*TASKS TO COMPLETE*:
(a) Answer these questions from the Transocean article, each on its own line and marked the same way.
(i) In what year was the Discoverer India constructed?
(ii) By as much as what percentage have E&P companies been slashing budgets?
(iii) How long was the option that Beacon Offshore exercised for the Deepwater Asgard?
(b) Reproduce the Transocean article word for word from "Offshore drilling contractor" up to and including "since September 2019.".
(c) Write the next part of the article on Transocean's drilling contracts, picking up after its final sentence.

*TEXT SEGMENT*:
★ ★ ★
Offshore drilling contractor Transocean is reporting that it has received a contract termination for its drill ship Discoverer India which has been operating in Egypt.
This is according to Transocean’s latest Quarterly Fleet Status Report dated April 16, 2020. The Discoverer India, constructed in 2010, has been under contract for Burullus in Egypt since September 2019.
The industry has been experiencing a surge of contract terminations and adjustments as companies seek to readjust their project portfolios to better weather the rough seas that low oil prices and the global coronavirus pandemic visited on the industry and economies. With E&P companies slashing budgets by as much as 30%, service providers and contractors in the oil and gas sector have been hit hard by loss of opportunities, contract terminations and project cancellations.
Further, Transocean reported also that its customer in the US Gulf of Mexico, Beacon Offshore, exercised a 41-day option with the contract for the Deepwater Asgard.
★ ★ ★
*DATA LISTING*:
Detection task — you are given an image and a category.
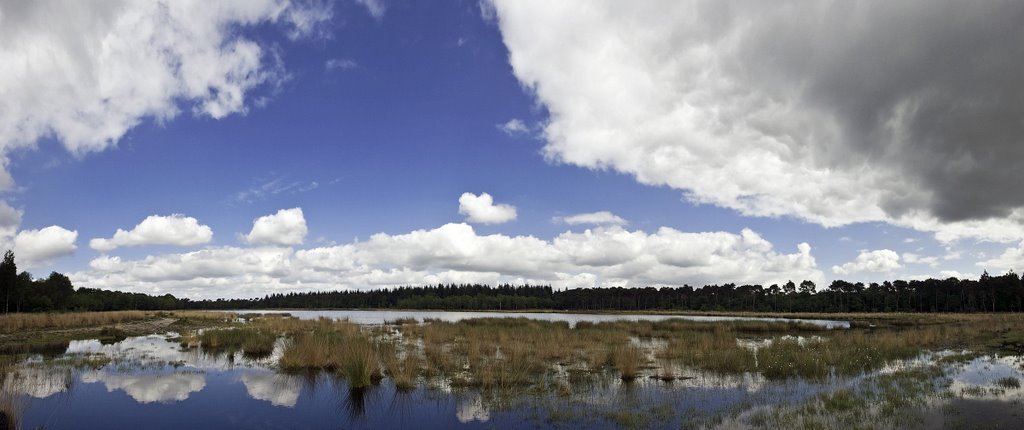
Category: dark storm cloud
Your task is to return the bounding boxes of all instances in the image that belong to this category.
[732,1,1024,221]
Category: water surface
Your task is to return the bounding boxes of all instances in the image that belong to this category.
[232,309,850,329]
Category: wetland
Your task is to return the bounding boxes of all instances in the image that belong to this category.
[0,311,1024,429]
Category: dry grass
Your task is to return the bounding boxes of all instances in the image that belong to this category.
[194,327,278,356]
[0,310,154,333]
[609,345,644,381]
[161,314,1024,397]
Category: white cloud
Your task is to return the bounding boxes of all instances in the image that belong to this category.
[0,201,25,242]
[459,192,516,224]
[0,0,331,189]
[231,176,321,203]
[89,214,213,252]
[976,241,1024,274]
[902,252,939,267]
[939,270,978,280]
[498,118,529,136]
[245,208,308,246]
[355,0,387,19]
[833,250,903,274]
[70,224,824,298]
[324,58,359,72]
[480,0,1024,242]
[552,211,629,225]
[13,225,78,265]
[82,370,206,403]
[242,371,302,407]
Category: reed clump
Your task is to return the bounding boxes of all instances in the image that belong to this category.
[0,310,154,333]
[608,345,644,382]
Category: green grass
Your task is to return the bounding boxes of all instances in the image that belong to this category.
[995,377,1021,388]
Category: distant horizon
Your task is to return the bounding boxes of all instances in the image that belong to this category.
[0,0,1024,299]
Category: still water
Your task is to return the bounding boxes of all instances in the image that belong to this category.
[3,333,847,429]
[0,311,1024,429]
[232,310,850,329]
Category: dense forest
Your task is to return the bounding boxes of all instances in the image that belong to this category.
[0,251,1024,312]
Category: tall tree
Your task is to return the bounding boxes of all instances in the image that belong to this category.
[0,250,17,313]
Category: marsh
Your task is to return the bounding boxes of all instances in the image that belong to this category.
[2,312,1024,429]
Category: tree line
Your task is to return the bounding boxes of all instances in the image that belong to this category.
[0,251,1024,313]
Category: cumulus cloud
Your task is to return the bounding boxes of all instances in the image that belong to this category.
[552,211,629,225]
[977,242,1024,273]
[498,118,529,136]
[89,214,213,252]
[355,0,387,19]
[13,225,78,265]
[833,250,903,274]
[0,0,331,189]
[486,0,1024,242]
[459,192,516,224]
[242,371,302,407]
[245,208,308,246]
[0,201,25,241]
[70,223,824,298]
[324,58,359,72]
[902,252,939,267]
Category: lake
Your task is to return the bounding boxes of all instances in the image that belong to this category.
[230,309,850,329]
[0,311,1024,429]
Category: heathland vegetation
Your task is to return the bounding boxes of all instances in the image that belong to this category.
[0,251,1024,313]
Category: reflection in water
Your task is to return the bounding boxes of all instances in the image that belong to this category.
[339,383,373,421]
[6,336,1024,429]
[949,356,1024,400]
[455,393,490,424]
[241,371,302,407]
[81,370,206,403]
[231,309,850,329]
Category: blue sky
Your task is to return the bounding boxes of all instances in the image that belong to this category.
[0,0,1024,298]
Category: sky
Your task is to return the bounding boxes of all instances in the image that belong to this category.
[0,0,1024,299]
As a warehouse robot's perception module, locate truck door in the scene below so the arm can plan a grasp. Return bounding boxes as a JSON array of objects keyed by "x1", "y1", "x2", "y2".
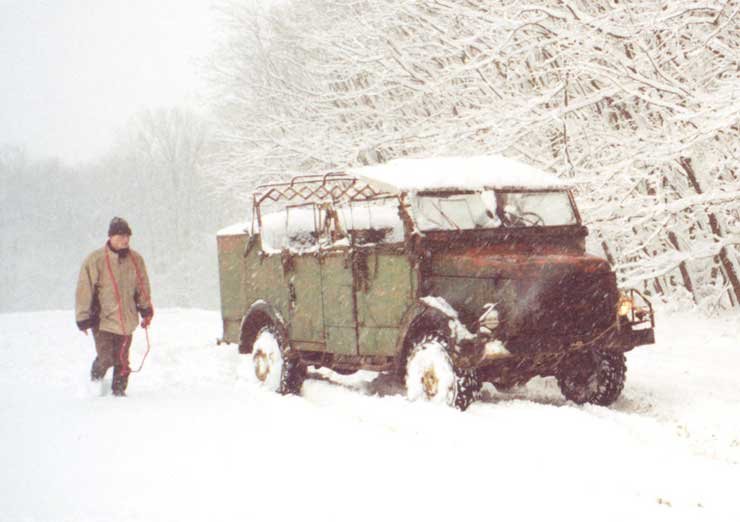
★ ★ ★
*RESULTS OF THE TASKS*:
(a)
(i) 2010
(ii) 30%
(iii) 41 days

(b)
Offshore drilling contractor Transocean is reporting that it has received a contract termination for its drill ship Discoverer India which has been operating in Egypt.
This is according to Transocean’s latest Quarterly Fleet Status Report dated April 16, 2020. The Discoverer India, constructed in 2010, has been under contract for Burullus in Egypt since September 2019.

(c)
As a result of the exercise of this option, the Deepwater Asgard’s contract is scheduled to end in November instead of October 2020, the report stated. It gave the day rate for this contract as $240,000.
Transocean is a provider of offshore contract drilling services for oil and gas wells, specializing in technically demanding sectors of the global offshore drilling business with a particular focus on ultra-deepwater and harsh environment drilling services.
One of Transocean’s drill ships, Deepwater Champion, famously struck oil at the Liza Field in the Stabroek Block offshore Guyana in 2015, setting off a chain of events that has culminated with the South American country commencing oil production in December 2019, less than five years after the discovery.